▶ [EXERCISE DESCRIPTION]
Count the lines in the listing below that contain the string "roof", and reply with the number alone.

▶ [INPUT RECORDS]
───

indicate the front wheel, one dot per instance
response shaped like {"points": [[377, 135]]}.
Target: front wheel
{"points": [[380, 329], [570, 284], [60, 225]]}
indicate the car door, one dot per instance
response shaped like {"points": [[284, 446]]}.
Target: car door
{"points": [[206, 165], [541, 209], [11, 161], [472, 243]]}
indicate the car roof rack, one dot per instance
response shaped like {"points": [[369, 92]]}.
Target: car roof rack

───

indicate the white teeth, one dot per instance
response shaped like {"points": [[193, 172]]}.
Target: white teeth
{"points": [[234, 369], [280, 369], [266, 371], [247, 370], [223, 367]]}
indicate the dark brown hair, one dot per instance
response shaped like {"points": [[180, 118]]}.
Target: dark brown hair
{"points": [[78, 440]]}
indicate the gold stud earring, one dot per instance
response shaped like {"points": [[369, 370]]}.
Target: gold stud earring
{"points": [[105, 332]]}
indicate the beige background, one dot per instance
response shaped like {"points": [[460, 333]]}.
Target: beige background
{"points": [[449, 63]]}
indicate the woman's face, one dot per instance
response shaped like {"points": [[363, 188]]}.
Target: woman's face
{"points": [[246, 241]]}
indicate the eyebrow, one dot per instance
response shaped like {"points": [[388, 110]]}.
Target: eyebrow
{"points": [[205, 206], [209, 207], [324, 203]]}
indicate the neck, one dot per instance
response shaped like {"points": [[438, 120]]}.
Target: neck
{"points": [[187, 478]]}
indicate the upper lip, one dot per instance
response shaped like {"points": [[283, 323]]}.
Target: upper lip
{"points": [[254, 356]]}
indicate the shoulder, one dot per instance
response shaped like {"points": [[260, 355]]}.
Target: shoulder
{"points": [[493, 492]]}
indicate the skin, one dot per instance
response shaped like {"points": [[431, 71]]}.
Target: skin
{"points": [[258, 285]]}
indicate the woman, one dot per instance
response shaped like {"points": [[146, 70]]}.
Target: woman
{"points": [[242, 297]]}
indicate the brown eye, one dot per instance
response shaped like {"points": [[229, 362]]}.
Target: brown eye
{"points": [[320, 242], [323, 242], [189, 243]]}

───

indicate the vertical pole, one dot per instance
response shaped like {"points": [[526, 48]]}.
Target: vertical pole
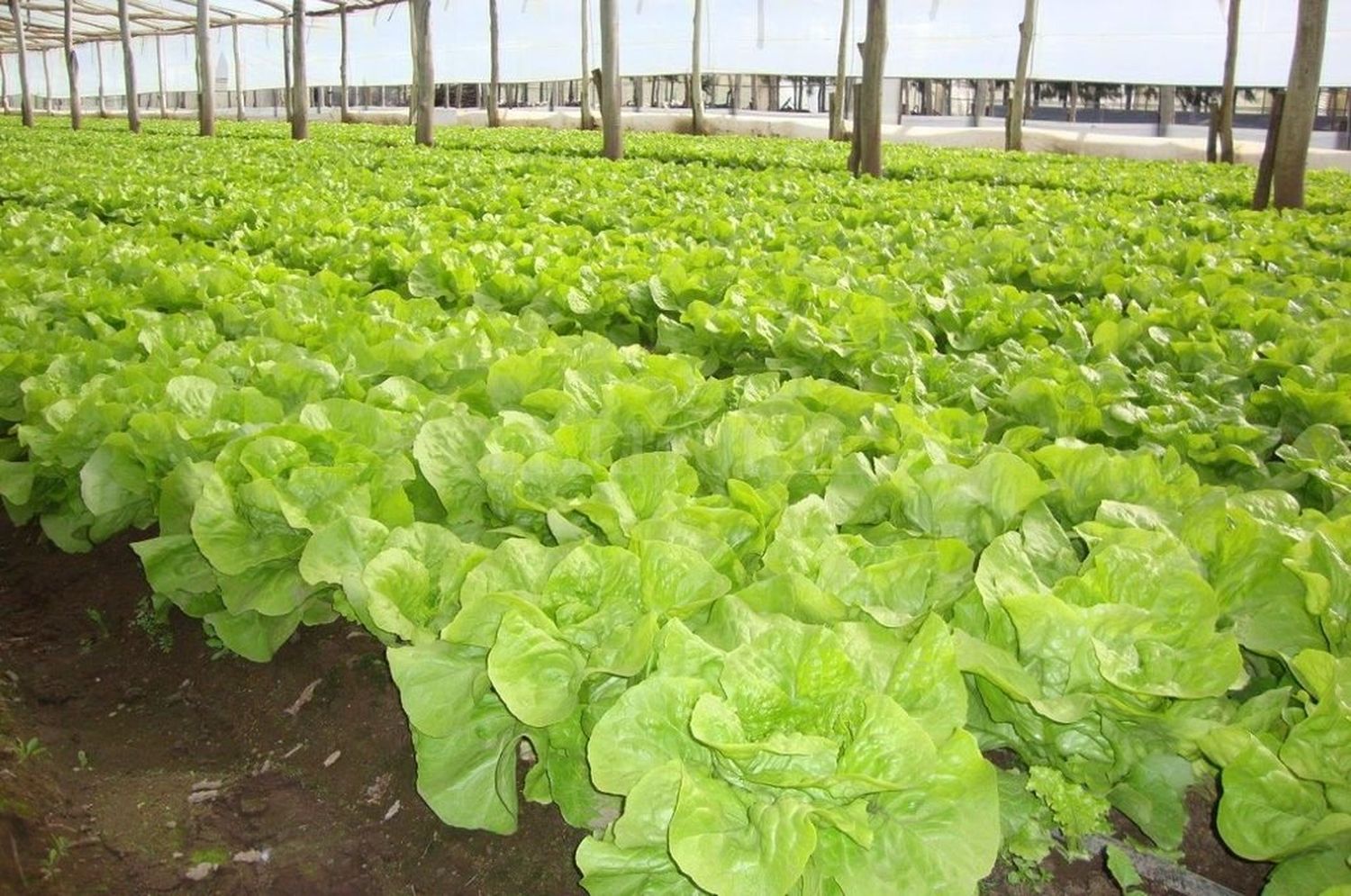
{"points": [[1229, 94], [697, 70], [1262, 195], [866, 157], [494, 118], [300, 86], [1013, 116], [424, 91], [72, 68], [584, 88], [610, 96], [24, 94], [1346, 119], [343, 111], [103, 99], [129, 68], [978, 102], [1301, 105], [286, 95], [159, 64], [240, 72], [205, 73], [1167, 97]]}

───

▶ [WRITTEN ANSWER]
2